[START Given entries]
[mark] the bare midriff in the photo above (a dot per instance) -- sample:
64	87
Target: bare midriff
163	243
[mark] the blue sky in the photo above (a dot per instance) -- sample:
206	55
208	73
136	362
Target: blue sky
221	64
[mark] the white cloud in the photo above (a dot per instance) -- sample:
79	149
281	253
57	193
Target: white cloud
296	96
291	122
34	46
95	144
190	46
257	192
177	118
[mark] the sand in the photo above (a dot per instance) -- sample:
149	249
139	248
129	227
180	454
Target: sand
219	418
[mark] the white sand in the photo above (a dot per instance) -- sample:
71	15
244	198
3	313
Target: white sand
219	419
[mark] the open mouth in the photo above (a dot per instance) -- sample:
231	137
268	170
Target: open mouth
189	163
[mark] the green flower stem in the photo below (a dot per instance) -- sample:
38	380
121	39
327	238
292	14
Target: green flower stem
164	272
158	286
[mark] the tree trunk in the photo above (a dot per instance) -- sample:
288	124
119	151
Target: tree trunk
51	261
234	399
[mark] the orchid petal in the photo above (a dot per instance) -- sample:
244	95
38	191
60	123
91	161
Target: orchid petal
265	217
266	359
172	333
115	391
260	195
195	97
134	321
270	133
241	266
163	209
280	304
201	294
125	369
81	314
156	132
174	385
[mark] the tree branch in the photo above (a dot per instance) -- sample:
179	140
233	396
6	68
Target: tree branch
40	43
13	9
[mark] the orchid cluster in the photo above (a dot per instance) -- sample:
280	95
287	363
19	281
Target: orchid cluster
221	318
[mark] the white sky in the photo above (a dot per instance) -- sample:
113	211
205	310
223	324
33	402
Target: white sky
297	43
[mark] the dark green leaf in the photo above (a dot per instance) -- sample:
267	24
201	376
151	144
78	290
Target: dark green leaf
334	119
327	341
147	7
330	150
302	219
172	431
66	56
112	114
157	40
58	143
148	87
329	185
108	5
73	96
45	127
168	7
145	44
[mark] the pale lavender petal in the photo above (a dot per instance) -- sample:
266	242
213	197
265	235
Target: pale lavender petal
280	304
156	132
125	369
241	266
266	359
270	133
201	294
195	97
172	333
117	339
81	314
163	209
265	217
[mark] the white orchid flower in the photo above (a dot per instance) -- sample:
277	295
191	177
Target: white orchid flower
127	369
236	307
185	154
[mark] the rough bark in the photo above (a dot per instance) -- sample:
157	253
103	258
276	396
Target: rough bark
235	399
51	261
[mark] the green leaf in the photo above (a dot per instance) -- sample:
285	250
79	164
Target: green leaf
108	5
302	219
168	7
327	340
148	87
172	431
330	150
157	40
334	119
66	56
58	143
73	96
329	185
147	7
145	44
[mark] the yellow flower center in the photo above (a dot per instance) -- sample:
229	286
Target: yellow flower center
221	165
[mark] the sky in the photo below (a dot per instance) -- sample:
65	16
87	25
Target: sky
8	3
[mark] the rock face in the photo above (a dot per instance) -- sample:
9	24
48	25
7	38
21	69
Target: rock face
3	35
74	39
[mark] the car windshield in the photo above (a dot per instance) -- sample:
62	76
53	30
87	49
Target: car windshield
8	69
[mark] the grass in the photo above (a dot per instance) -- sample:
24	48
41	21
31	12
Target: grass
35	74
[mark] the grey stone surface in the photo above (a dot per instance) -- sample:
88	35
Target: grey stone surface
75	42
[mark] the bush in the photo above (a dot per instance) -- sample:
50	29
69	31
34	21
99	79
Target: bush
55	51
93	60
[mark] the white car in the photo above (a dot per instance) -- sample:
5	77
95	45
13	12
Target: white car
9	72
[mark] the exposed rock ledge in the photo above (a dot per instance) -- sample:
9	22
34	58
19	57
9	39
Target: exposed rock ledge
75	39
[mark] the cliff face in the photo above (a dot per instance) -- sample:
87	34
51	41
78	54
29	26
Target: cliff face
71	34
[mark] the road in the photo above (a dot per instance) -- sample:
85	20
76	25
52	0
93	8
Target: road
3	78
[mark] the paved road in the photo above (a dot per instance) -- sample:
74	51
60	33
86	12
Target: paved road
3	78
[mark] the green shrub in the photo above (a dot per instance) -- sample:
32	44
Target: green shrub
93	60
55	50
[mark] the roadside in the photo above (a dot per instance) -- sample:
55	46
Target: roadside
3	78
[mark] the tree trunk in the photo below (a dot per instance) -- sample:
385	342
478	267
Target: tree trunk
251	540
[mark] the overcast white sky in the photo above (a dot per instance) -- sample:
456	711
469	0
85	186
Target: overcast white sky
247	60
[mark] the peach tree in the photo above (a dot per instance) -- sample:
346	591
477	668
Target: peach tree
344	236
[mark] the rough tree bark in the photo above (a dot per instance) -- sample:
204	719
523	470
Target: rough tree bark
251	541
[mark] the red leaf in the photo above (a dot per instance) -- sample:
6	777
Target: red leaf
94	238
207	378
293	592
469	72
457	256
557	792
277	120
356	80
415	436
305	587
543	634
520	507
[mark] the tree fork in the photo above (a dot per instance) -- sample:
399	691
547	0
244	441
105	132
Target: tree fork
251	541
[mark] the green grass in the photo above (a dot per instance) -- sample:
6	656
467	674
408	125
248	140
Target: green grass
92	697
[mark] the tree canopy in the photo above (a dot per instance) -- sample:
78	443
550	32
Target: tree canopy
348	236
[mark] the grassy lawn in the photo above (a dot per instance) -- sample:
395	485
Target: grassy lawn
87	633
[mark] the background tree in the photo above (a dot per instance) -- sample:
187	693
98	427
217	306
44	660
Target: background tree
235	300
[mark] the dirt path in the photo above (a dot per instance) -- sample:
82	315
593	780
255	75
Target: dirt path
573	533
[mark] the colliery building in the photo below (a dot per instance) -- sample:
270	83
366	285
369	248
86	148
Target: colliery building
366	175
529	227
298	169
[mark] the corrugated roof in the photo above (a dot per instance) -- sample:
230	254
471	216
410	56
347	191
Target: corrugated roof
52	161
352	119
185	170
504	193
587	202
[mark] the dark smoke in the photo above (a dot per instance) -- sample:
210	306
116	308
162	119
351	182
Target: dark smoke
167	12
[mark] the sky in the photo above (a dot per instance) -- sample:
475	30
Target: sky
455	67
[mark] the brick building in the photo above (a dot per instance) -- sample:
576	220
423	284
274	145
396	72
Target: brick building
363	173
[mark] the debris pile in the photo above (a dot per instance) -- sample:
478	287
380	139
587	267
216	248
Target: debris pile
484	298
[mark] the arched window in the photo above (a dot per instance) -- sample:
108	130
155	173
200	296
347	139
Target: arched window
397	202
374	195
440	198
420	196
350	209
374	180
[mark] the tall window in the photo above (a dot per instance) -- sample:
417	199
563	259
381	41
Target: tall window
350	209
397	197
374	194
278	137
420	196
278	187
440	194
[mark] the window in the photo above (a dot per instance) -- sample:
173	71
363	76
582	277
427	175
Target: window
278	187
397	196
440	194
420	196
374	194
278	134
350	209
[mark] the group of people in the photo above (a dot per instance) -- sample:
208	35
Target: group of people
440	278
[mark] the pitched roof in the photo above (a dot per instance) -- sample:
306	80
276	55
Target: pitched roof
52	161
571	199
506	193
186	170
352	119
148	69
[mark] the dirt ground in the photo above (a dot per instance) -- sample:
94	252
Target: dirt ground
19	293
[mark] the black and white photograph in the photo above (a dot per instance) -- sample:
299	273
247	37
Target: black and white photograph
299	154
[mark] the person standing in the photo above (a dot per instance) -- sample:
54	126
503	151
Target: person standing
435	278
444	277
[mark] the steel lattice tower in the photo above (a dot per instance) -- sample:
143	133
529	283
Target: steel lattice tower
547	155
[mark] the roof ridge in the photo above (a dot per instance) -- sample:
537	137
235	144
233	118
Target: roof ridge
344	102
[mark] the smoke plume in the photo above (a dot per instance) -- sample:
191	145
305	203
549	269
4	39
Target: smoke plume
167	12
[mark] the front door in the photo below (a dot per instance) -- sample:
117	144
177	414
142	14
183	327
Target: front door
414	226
[END Given entries]
[START Given entries]
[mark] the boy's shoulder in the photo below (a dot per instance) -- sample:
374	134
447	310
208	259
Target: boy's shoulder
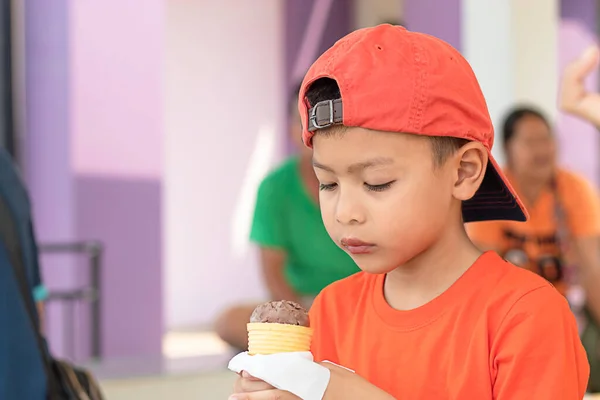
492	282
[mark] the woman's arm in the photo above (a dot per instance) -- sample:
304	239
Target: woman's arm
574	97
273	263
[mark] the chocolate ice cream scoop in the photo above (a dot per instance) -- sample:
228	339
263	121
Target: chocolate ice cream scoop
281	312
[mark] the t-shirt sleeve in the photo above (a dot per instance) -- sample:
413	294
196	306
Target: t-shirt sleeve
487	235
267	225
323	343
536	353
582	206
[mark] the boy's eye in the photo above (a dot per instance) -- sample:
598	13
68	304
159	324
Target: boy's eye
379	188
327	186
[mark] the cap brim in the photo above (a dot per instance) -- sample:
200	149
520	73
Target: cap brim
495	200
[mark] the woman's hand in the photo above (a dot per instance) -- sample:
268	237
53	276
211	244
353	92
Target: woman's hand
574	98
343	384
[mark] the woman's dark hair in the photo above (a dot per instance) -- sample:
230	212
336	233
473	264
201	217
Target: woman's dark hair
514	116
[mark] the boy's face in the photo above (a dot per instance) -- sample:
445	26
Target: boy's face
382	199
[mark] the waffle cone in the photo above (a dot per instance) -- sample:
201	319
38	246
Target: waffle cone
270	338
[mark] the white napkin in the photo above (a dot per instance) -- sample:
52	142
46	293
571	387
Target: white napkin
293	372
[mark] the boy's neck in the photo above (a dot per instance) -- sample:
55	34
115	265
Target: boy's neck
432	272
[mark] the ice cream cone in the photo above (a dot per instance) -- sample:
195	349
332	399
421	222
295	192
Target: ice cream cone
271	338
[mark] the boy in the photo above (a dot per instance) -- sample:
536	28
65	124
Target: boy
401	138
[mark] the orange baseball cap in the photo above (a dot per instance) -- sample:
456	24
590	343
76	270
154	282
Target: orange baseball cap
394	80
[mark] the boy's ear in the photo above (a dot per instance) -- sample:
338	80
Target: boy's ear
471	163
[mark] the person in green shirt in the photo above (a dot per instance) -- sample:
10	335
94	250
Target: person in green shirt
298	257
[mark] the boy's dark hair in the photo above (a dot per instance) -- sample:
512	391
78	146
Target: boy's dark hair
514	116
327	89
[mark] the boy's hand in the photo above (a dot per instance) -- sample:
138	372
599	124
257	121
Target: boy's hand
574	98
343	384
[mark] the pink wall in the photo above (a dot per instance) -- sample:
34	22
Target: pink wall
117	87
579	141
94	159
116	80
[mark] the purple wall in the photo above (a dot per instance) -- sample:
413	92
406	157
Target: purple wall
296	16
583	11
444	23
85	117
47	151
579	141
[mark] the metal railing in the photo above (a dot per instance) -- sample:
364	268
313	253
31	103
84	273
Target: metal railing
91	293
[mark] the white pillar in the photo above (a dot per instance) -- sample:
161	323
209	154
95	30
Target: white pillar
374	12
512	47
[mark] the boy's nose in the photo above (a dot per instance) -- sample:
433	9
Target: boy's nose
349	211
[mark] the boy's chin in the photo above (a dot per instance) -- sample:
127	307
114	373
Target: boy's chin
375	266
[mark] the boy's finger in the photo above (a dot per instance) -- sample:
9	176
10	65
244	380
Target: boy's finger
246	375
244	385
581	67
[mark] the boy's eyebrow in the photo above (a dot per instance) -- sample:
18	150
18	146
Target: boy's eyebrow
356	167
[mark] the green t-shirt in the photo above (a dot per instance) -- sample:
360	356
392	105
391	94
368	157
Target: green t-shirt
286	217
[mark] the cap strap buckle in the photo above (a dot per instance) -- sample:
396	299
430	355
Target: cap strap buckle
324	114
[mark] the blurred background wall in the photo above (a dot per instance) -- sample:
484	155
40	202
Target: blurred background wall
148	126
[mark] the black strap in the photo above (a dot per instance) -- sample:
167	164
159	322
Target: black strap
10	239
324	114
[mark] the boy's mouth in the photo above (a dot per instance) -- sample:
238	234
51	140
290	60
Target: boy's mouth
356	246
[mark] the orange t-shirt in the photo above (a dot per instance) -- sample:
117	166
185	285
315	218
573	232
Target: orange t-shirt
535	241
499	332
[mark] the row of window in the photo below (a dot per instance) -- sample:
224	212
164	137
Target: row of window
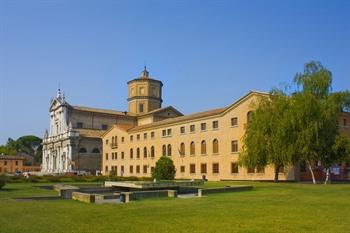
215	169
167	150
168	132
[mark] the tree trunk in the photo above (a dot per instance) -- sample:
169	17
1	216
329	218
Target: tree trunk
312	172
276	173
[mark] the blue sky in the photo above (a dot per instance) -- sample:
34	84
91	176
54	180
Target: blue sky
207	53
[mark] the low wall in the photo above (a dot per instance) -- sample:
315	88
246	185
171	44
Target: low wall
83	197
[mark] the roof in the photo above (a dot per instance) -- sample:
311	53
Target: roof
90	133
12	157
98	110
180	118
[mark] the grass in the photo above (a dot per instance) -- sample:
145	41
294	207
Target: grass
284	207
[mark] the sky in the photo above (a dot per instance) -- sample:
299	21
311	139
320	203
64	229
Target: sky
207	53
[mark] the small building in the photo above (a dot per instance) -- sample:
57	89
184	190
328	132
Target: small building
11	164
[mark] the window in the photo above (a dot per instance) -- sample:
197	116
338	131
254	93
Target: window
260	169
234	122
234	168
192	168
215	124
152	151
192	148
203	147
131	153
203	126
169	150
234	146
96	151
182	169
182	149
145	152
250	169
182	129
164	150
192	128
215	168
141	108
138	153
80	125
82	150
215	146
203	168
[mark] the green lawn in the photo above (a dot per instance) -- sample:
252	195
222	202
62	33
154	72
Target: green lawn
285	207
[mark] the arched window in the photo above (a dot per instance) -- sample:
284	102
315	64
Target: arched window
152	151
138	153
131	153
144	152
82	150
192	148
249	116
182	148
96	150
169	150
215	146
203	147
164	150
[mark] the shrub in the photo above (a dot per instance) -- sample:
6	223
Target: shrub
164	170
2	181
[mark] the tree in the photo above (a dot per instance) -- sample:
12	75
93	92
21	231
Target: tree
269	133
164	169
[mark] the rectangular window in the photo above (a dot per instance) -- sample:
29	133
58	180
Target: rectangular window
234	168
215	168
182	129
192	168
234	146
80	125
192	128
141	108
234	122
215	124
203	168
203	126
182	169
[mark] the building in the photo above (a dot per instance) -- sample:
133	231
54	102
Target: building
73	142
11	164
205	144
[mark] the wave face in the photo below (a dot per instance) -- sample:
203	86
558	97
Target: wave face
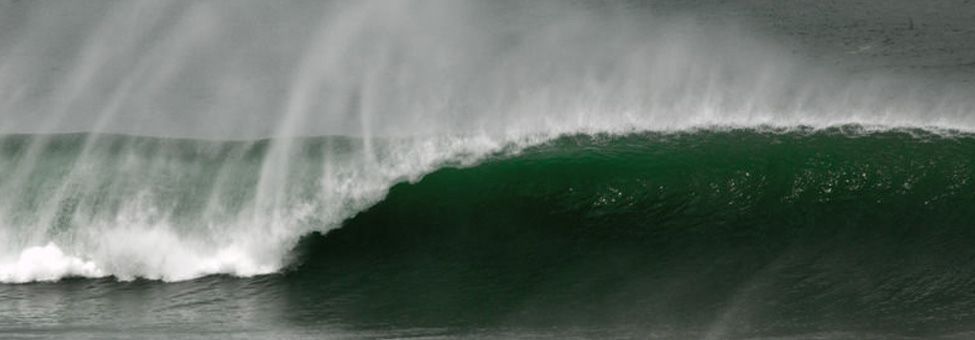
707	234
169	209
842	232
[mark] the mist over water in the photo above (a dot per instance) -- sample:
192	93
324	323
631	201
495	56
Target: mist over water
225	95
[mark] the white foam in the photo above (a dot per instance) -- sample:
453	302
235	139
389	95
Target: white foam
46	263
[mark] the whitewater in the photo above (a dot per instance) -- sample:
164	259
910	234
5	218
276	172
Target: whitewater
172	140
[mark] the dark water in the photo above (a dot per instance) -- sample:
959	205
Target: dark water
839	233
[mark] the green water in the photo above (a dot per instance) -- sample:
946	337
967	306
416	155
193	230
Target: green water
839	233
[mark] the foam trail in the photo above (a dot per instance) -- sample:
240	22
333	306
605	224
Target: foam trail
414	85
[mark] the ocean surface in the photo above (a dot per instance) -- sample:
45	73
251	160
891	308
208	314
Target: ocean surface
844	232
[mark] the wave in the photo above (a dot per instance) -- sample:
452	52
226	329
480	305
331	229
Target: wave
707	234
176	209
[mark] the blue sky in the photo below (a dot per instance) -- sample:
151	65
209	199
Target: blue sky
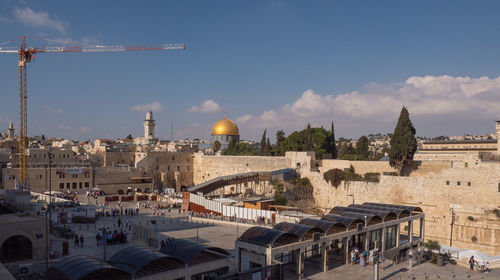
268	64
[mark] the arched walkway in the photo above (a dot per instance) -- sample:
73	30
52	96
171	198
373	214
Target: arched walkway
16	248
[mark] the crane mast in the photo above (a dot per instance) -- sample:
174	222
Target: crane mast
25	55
[END Given entries]
▶ [Exercise aim]:
From the entries above, copy every line that contains the word "mouth", treating uppercase and lowercase as different.

▶ [Complete response]:
[mark] the open mouth in the photo above (a dot per instance) -- sample:
Target: open mouth
[mark] the boy's mouth in the photo above (a dot per instance) -- sample:
Target: boy's mouth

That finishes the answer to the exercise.